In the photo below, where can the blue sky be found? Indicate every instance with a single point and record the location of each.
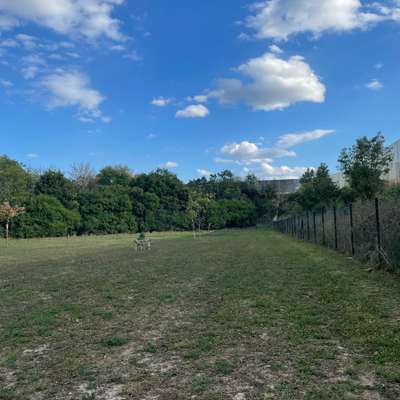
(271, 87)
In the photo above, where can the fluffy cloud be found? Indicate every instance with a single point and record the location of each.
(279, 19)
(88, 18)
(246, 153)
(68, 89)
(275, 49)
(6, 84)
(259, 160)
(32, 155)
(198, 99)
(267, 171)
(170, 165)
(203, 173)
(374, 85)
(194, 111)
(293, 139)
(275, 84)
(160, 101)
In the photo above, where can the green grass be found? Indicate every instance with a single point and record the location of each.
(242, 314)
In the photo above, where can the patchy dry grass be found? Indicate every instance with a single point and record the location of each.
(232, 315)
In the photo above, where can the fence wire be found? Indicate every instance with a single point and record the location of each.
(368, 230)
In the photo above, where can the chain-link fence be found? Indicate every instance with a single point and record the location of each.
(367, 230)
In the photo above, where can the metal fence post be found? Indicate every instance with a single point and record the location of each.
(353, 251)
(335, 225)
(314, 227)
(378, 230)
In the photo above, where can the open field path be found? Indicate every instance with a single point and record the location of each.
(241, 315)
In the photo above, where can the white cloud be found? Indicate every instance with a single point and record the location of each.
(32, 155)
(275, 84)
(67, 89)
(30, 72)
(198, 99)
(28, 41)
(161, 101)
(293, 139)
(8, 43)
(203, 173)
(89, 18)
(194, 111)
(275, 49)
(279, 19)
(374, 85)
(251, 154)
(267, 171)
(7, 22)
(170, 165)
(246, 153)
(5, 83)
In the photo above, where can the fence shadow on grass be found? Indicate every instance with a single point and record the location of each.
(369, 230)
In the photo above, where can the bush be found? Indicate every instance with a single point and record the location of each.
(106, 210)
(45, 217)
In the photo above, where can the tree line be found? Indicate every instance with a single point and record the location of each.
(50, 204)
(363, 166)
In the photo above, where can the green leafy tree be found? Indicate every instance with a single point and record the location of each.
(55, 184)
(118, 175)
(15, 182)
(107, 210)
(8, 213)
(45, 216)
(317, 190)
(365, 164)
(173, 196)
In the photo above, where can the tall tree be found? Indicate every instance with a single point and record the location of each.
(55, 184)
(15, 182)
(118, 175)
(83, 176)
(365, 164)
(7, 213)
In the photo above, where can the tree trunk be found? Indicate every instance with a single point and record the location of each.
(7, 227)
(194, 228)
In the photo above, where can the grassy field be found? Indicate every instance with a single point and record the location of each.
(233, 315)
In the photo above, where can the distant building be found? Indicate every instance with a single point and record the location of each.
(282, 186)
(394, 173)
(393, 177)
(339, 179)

---

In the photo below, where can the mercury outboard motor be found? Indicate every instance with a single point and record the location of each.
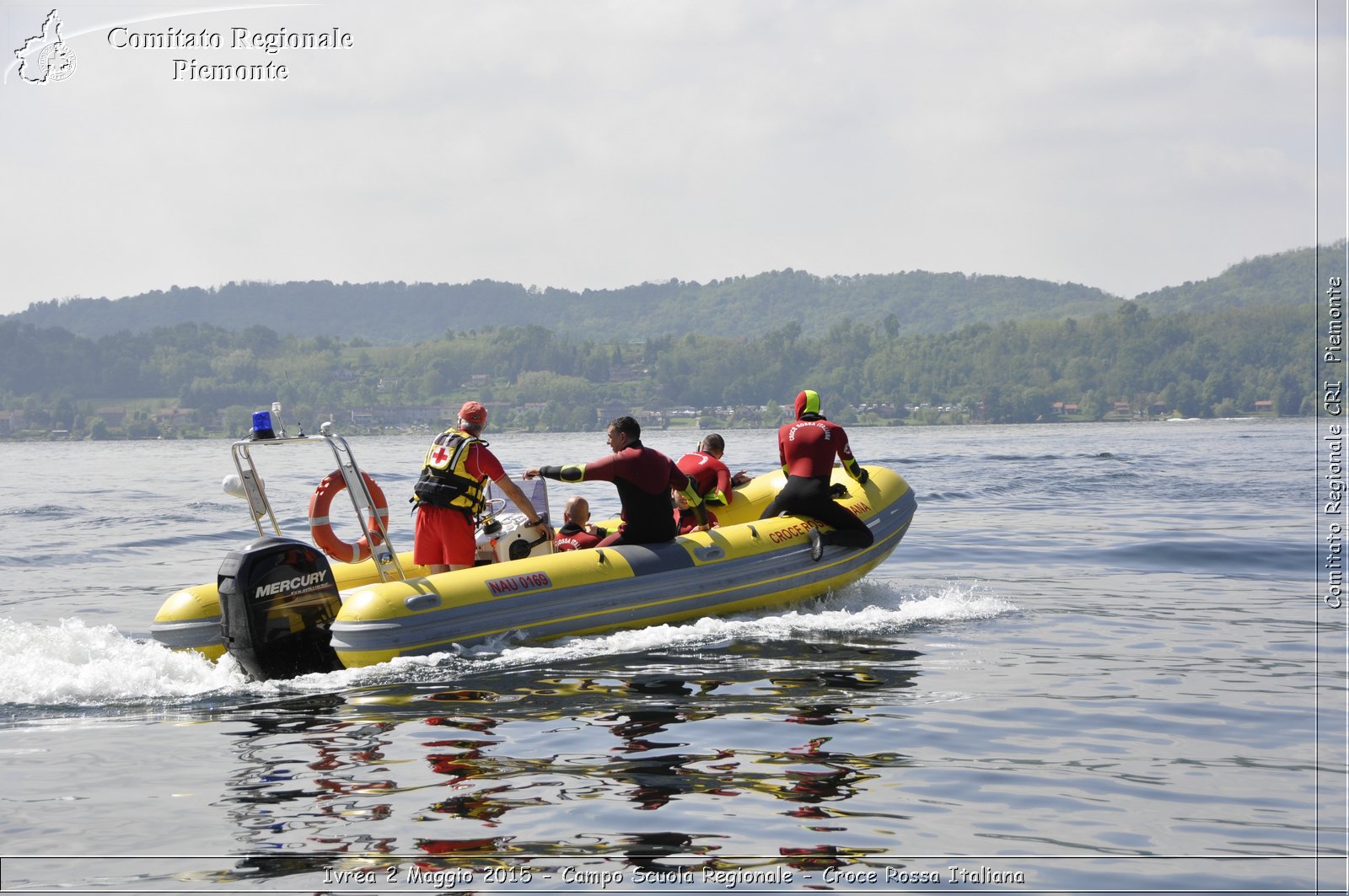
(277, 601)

---

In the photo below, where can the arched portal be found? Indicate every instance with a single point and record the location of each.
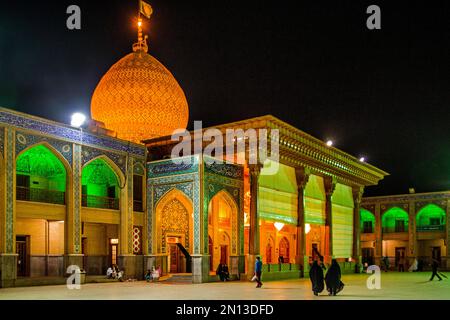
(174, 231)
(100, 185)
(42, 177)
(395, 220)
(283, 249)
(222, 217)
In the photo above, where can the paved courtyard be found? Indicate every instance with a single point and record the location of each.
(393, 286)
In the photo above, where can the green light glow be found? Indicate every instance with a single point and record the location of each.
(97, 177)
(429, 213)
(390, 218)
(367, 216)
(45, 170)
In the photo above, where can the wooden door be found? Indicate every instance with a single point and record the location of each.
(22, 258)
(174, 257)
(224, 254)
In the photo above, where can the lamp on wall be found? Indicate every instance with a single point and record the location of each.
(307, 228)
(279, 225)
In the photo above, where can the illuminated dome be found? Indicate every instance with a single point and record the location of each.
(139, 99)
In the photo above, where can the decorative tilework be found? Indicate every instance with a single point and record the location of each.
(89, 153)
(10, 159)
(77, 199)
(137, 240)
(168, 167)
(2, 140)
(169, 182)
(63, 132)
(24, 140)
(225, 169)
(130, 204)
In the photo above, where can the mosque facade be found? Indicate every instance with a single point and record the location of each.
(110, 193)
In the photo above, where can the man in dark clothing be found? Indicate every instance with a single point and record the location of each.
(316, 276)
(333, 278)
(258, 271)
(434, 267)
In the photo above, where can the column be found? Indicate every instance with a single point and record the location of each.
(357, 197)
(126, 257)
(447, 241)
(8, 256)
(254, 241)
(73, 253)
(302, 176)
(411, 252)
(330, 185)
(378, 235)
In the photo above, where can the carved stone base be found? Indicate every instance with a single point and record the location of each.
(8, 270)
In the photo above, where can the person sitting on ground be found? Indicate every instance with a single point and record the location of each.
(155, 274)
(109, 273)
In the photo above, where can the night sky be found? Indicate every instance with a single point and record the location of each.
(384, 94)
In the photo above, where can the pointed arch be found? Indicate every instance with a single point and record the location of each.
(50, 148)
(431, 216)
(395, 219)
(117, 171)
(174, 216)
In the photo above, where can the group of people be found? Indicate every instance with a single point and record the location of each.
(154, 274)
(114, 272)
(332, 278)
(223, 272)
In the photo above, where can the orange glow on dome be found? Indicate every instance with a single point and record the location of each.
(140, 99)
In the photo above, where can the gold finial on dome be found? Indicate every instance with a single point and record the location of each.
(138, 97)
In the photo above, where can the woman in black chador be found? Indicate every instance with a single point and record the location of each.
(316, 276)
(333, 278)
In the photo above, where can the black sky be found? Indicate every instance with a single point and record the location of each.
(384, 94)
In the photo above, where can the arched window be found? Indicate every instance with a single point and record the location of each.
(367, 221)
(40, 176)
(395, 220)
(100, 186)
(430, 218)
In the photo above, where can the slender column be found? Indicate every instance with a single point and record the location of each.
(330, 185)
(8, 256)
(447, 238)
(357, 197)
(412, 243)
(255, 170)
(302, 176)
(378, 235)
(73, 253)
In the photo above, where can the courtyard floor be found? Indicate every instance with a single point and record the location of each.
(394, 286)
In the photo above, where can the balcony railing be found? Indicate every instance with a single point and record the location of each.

Your instructions. Of the lines above, extract only those from the line with "In the photo above, where can the courtyard" to the line with "In the photo above, where can the balcony", both included, exactly as written.

Reply to the exercise.
In the photo above, where can the courtyard floor be found? Indicate every instance with a single point and record the location of each.
(394, 286)
In the photo above, where can the balcony railing be found? Indicate every instance with a single point and record the location of each.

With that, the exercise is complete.